- What is expected
Can you quote all of the records below word for word, leaving out the pictures?

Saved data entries
===============
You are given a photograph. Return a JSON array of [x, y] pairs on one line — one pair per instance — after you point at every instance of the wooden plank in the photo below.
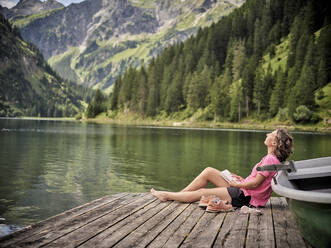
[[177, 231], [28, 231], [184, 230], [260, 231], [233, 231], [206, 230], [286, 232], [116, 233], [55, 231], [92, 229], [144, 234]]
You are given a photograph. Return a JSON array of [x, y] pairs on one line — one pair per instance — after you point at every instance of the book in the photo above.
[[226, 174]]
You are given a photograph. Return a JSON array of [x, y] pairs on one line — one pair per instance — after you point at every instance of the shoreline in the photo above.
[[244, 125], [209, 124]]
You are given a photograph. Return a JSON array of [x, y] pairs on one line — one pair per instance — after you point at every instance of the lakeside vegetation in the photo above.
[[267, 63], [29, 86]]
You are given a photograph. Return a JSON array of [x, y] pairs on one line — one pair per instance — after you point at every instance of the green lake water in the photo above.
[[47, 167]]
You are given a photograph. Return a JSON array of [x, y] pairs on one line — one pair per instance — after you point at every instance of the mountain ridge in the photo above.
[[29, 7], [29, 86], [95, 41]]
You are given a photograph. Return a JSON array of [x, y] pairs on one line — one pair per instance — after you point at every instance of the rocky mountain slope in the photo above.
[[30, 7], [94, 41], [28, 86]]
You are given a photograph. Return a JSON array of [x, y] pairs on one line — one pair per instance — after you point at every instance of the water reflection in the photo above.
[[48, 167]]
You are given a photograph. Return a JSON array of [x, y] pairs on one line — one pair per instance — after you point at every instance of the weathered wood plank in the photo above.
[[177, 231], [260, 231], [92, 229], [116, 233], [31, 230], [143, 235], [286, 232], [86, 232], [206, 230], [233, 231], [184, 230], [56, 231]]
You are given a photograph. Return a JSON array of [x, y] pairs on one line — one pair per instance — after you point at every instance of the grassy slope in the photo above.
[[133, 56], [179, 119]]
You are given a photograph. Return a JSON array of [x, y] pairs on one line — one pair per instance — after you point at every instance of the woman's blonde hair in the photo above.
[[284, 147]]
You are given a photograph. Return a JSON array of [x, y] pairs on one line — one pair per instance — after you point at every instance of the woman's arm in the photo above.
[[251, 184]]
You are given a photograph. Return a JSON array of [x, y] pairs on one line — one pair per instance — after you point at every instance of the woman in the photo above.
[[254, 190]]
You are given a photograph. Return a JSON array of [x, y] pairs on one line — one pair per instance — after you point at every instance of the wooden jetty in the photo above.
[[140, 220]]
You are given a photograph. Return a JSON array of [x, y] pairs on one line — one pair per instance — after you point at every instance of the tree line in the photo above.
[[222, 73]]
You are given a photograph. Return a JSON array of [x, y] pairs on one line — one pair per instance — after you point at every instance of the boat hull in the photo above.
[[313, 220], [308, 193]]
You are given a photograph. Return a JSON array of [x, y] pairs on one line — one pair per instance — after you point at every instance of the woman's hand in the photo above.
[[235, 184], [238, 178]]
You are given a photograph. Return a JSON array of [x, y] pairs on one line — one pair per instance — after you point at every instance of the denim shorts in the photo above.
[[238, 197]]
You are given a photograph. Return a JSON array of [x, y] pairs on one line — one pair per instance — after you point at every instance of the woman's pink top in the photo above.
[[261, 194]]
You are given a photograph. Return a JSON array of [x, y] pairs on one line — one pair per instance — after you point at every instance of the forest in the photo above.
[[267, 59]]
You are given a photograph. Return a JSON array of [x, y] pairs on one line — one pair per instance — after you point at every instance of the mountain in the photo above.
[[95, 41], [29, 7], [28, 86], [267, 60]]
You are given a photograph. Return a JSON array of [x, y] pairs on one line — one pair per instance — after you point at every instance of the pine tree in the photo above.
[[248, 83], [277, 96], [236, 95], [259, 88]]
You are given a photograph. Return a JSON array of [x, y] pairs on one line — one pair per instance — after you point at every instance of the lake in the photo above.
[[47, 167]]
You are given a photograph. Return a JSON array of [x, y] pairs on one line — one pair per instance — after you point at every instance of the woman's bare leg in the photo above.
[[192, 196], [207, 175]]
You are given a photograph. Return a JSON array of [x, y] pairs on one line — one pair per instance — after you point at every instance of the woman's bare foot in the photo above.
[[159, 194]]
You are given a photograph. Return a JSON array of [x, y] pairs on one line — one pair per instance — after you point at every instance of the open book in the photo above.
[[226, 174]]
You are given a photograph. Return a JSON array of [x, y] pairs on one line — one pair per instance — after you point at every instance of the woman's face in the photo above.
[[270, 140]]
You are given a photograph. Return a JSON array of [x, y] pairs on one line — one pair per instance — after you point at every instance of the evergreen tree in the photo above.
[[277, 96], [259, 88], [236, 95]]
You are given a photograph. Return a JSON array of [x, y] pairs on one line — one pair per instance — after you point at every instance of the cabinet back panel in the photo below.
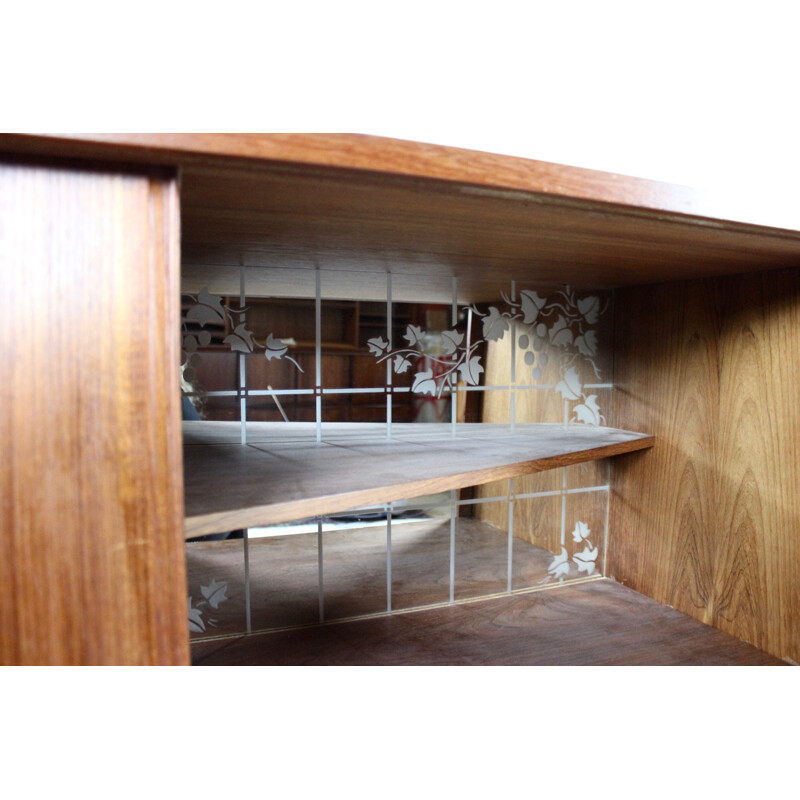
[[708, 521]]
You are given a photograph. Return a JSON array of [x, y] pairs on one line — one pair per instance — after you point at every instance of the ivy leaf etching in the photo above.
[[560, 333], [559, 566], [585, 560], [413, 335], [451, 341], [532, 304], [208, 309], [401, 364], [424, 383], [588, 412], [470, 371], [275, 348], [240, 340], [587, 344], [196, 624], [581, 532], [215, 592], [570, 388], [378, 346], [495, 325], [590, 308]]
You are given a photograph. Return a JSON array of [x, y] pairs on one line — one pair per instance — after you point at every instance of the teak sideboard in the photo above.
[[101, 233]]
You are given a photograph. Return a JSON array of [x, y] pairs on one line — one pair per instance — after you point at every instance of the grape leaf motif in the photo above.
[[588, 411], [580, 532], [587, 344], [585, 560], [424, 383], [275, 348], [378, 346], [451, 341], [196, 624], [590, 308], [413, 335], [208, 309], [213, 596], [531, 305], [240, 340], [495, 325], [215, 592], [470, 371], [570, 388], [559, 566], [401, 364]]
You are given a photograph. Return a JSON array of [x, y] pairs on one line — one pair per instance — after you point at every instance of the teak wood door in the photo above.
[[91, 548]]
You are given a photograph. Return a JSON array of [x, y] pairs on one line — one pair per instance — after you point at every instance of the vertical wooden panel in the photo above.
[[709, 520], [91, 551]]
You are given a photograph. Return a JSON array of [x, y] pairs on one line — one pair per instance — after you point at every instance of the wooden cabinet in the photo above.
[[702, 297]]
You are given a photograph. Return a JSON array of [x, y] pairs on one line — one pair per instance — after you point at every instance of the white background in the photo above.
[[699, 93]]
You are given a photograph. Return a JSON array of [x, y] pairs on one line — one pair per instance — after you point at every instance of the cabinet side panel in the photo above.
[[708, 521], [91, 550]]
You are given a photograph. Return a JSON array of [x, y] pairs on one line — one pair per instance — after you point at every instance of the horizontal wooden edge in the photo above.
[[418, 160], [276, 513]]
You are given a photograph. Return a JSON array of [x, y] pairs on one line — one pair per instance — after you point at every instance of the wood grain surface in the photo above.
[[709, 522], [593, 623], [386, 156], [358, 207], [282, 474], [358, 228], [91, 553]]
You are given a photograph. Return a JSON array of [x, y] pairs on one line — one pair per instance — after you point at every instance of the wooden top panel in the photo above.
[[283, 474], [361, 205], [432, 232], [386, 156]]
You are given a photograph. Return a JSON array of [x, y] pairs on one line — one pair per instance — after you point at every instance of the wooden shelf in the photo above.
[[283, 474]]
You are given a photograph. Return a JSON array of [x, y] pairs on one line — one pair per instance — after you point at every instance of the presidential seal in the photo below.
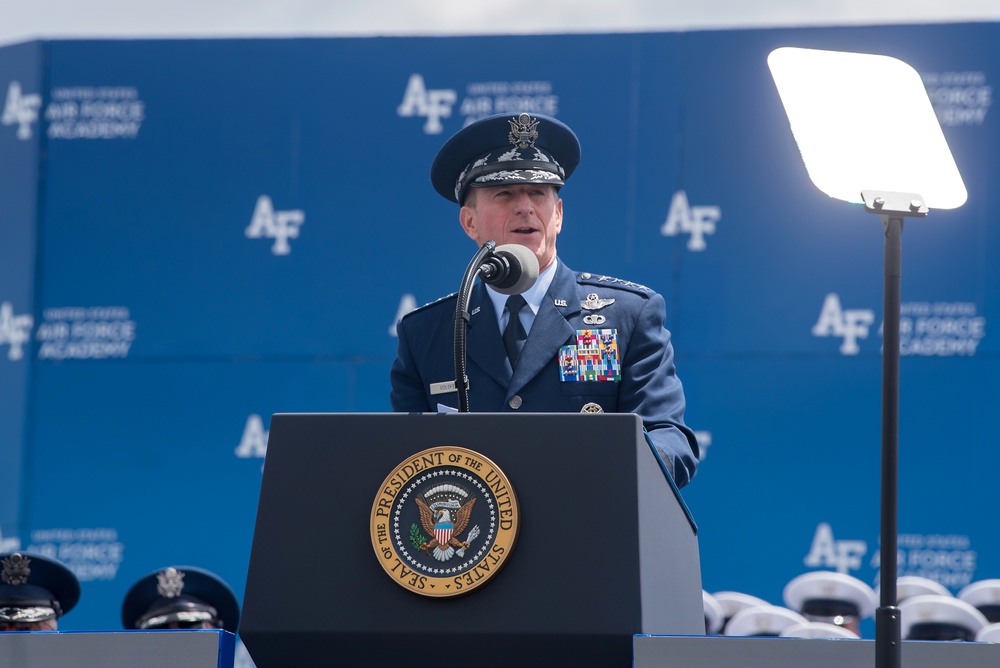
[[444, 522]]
===============
- Finished task
You are given a photograph. Return a JSON array of [x, y] pairs on one line — one pair per instance — after you point at every instance of the wooden plank in the photo below.
[[177, 231], [28, 231], [184, 230], [260, 231], [233, 231], [206, 230], [286, 232], [116, 233], [55, 231], [92, 229], [144, 234]]
You are given a photograph. Return a JSON array of [x, y] pairs on one line — one pair per instance — after you point at every instance of the book in the photo above.
[[226, 174]]
You are given a photograph. Return a JSON array of [x, y] pairs on one line — one pair per instance — after you point at every instance of the shoreline in the photo above.
[[244, 125], [209, 124]]
You are given a photograph. Return a JSON array of [x, y] pairs on one line — one pair per instance — after you point at every instance of the lakeside vegetation in the photo above.
[[267, 63], [29, 86]]
You are given a photograph. Return a JSON array of [x, y] pairs on one line — one pair per instance — after you point at every instance of the green lake water in the photo above.
[[47, 167]]
You are given a photograph. Return a JSON array of [x, y] pairs on one line — one pair per instance — after you point at every instance of the mountain ridge in the photo above.
[[29, 7], [29, 86], [95, 41]]
You are given a photograph. Return a JSON array of [x, y] pairs on one line — one pair per instance — after you point at every instance of the rocky mountain slope in the photo above.
[[30, 7], [94, 41], [28, 86]]
You are given a photograph. Return a JSON array of [x, y] pairs on one line — one pair per instance — after you point at every instance of the water reflection in the photo above.
[[48, 167]]
You are given a photograph. Return a JSON array of [x, y] pairs on one line — one pair per instance — after you point at every instance of the weathered wood plank in the photo above.
[[177, 231], [260, 231], [92, 229], [116, 233], [31, 230], [143, 235], [286, 232], [86, 232], [206, 230], [233, 231], [184, 230], [56, 231]]
You are given a photograph. Return a JSON array of [x, y] pairs on one line — one pair per instance — after you point at every instance of the grassy slope in the photo above.
[[133, 56], [179, 119]]
You are given a photograph. Return a JSON array of [x, y] pairs on one line — one pair per instance — after you point at every instance of the woman's blonde hair in the photo above.
[[284, 147]]
You are given a photograph. Return a JSON array of [x, y] pairs on one line — one pair per instance — after you point at every instance of the woman's arm in the photo above.
[[251, 184]]
You are given a photograph. Return a JSON array of [x, y] pairs on one line — one pair per instance — after you point at every instance of the woman in the photo above.
[[254, 190]]
You are given a photograph. Return a JSON array of [x, y] pairs on one line — one pair per instance — after you point at every instance of the wooden jetty in the photo above.
[[140, 220]]
You are given a photograph. Return a JSON array of [x, y] pairs on one line — one pair per instance — after you point at every instance of the tree line in the photo above.
[[222, 73]]
You are given a photograph. Return a JSON array of [x, y] pairs on one line — one pair per instance — after you point at every instance of the boat hull in the photo above.
[[313, 220], [308, 193]]
You are given a photograph. Return a JSON array of [x, y] pairs on one line — one pair per instance — after you point at every instance of the woman's hand in the photo above.
[[235, 184], [238, 178]]
You are given a photograph. Return a JSON array of [x, y] pairs on one line — one pair per instance — after you point at every instance of the denim shorts in the photo above.
[[238, 197]]
You are given a photograph. Return a JSON array of [x, y] pairs on one line — one pair per instance — after you point at every instance of the woman's pink top in the photo above.
[[261, 194]]
You are given a photograph. Return a JSON array of [x, y] pairs on one line — one pair per instance — after you point at every instance of the forest in the photo above.
[[267, 59]]
You are given a photograph. Return a JSON array of [x, y] pairs on one line — one pair per instance — after you point at every instance of the mountain in the photo above.
[[95, 41], [29, 7], [28, 86], [267, 60]]
You are given a photograph. Return a JSON array of [x, y] pairs on one line — one pair per instance — after you point at every instance of the pine tree in the photo above.
[[248, 83], [277, 96], [236, 95], [259, 88]]
You are given a photograph. Return a JSON array of [x, y] pairs on one line — one pair per instance — after you point at every instance of the lake in the photo above.
[[47, 167]]
You are given a photograph. Return a JSON array of [x, y] pairs on one line — one pair per instance — after you point at every instance of the woman's bare leg in the photo above.
[[192, 196], [207, 175]]
You are given a photograph. Return a JSON array of [x, y] pairs on one line — one pair per instance — after you point at every instance of the woman's bare foot in the photo above.
[[159, 194]]
You are given a photograph. Return a JSON array of [x, y] pairs on one line — one pair per instance — after you point at every instance of the open book in the photo above.
[[226, 174]]
You are given a photograph. Return a JSON array of [x, y] pairs on one line — one pair per instance — after you point at every instance of the woman's face in the photo above.
[[270, 140]]
You are given a photograph. Return a JSON array of [x, y] pairs on one line — one pair per instance — after you point at every instance of the evergreen tree in the photo above.
[[277, 96], [259, 88], [236, 95]]
You are given a photograph. Return a JSON array of [x, y] pairs on one line — one pair per instance — after you point at every instance of the cabinet back panel in the photo below.
[[708, 521]]
You are given a photograph. Return a JSON array of [x, y] pairs on one line — one pair per instance — after you point at every instance of the ivy leaf etching in the photo above.
[[560, 333], [559, 566], [585, 560], [413, 335], [451, 341], [532, 304], [208, 309], [401, 364], [424, 383], [588, 412], [470, 371], [275, 348], [240, 340], [587, 344], [196, 624], [581, 532], [215, 592], [570, 388], [378, 346], [495, 325], [590, 308]]
You are given a photograph. Return a JSON array of [x, y] pairs on one line — one pair per instance — after you point at every instance of the teak sideboard in the photo above.
[[101, 233]]
You are given a photograph. Return a JSON array of [x, y] pairs on one line — one pair per instance — after you point at every instance of the grape leaf motif in the photo above.
[[588, 411], [580, 532], [587, 344], [585, 560], [424, 383], [275, 348], [378, 346], [451, 341], [196, 624], [590, 308], [413, 335], [208, 309], [213, 596], [531, 305], [240, 340], [495, 325], [215, 592], [470, 371], [570, 388], [559, 566], [401, 364]]
You are given a photograph. Return a JSON array of [x, y] pairs on one line — one pair per instance — after you point at every instance of the teak wood door in the photo above.
[[91, 548]]
You are given a photograph. Return a JSON array of [x, y] pairs on one line — one pair per instance — after you point at every instance of the vertical wooden panel in the photo above.
[[709, 520], [91, 551]]
You are given a photograph. Return a JSON array of [x, y] pairs on one line — one pair per instance — after you point at every instance of the wooden cabinet in the photo above.
[[702, 297]]
You are given a photograph. Return a JSON array of [x, y] pairs on one line — one pair per instance — after you point at every instance of the white background in the photo above.
[[699, 93]]
You are given a photograph. Return a JSON array of [x, y] pairs on one line — one pair per instance — after you point at every instance of the cabinet side panel in the photo above.
[[708, 521], [91, 550]]
You are given a photograph. Return a JSON array of [x, y] pairs on one line — one pair per instance — after you point at every instance of the horizontal wooden edge in the photo above.
[[418, 160], [276, 513]]
You are given a photograph. Return a JSON array of [x, y] pairs on one line — one pair per instance — after you point at every instance of the wood grain surface in the photo above.
[[709, 522], [593, 623], [386, 156], [358, 207], [282, 474], [358, 228], [91, 553]]
You are given a photograph. Return a JSON array of [x, y] pairs on one line — one pair per instance — after you point at every instance of the wooden top panel in the photo above.
[[283, 474], [361, 205], [432, 232], [386, 156]]
You are given a photograph. Return a JSON array of [x, y] pairs on one line — one pair per instance — after you point at every instance of the wooden shelf in the photo above.
[[283, 474]]
You are given a photograph. Return a JSON array of [x, y] pairs on one line — one pair per instance — after you point at every instance of the presidential seal in the photo below.
[[444, 522]]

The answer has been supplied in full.